Stated goal:
Copy every one of the following rows word for word.

═════ Provided entries ═════

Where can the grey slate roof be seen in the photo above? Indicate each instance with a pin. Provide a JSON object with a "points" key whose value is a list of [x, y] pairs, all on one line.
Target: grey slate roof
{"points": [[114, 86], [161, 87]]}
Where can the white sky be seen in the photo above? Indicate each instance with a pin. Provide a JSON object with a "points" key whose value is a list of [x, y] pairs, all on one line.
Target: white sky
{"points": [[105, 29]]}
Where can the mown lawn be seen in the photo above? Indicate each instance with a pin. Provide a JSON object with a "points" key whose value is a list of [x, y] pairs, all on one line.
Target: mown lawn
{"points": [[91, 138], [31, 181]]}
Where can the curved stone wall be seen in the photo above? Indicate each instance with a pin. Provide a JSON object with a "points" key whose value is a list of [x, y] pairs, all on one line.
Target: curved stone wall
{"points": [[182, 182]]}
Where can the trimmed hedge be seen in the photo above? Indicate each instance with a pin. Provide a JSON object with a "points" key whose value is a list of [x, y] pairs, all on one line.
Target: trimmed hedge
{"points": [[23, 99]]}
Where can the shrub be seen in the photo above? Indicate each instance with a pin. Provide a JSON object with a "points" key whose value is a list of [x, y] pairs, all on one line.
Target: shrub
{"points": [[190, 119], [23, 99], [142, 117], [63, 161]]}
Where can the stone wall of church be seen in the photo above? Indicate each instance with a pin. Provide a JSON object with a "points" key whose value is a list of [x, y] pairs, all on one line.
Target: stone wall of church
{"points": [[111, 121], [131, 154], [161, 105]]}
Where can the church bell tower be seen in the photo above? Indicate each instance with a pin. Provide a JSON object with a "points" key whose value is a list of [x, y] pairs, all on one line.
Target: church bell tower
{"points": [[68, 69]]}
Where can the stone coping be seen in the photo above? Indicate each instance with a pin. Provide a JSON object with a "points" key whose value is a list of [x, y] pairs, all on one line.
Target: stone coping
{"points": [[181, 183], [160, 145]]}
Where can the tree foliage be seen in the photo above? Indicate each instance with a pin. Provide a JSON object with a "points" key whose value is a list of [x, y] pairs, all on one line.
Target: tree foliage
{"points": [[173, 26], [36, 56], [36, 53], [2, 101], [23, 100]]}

═════

Solution:
Where can the grey slate roof be seen in the photo above? Indicate each instance with a pin. Provide a JSON object with a "points" key whose value is a list of [x, y] pairs, all on one line.
Target: grey slate roof
{"points": [[114, 86], [161, 87]]}
Where can the white sky be seen in the photo above? Indicate each instance with a pin. Provide a JSON object with a "points" key whose value is a list of [x, y] pairs, all on one line.
Target: white sky
{"points": [[105, 29]]}
Where can the mown lawn be seen in the photo above? Indicate each instance with a pin. Provide a JSON object with a "points" key whose value is a list of [x, y] pairs, all on one line.
Target: mown lawn
{"points": [[91, 138], [31, 181]]}
Where can the curved stone wall be seen in the photo above? Indicate each instance with a pin. Provide a JSON object with a "points" key whose value is a list of [x, y] pairs, all on one line.
Target: curved stone wall
{"points": [[182, 182]]}
Where can the trimmed hedge be seen in the photo above? Indicate each instance with a pin. Provide a JSON object with a "points" key whose value is a list of [x, y] pairs, all on one line.
Target: trimmed hedge
{"points": [[23, 99]]}
Where can the shrub be seen in the photo above? Indicate each instance with a pin. Provide a JSON object with a "points" key whose value is a list of [x, y] pairs, all on one line.
Target: shrub
{"points": [[190, 119], [23, 99], [142, 117], [63, 161]]}
Where can the stone wall of church be seen in the photo above? Indicate each instance with a pin. Provide a JSON object with a "points" key whose value is a list of [x, y] pairs, all on one line.
Target: stone wall of church
{"points": [[111, 121], [131, 154], [161, 105]]}
Where can the church bell tower be seen in the photo above? Indicate each instance with a pin. Provide a JSON object with a "points" key whose value is a list of [x, y] pairs, all on one line.
Target: church bell tower
{"points": [[68, 69]]}
Where can the stone coping be seen in the photo above? Indicate each instance with a pin. Provide a JSON object with a "points" key whose value is a list of [x, y] pairs, all on one line.
Target: stone coping
{"points": [[181, 183], [160, 145]]}
Where can the tree foliage be seen in the photo above? Indicate each instance with a pin. Provide a JSON object with a "points" key whose value is a list of [x, y] pairs, all on one line.
Target: tree foliage
{"points": [[173, 26], [36, 56], [36, 53], [2, 101], [23, 100]]}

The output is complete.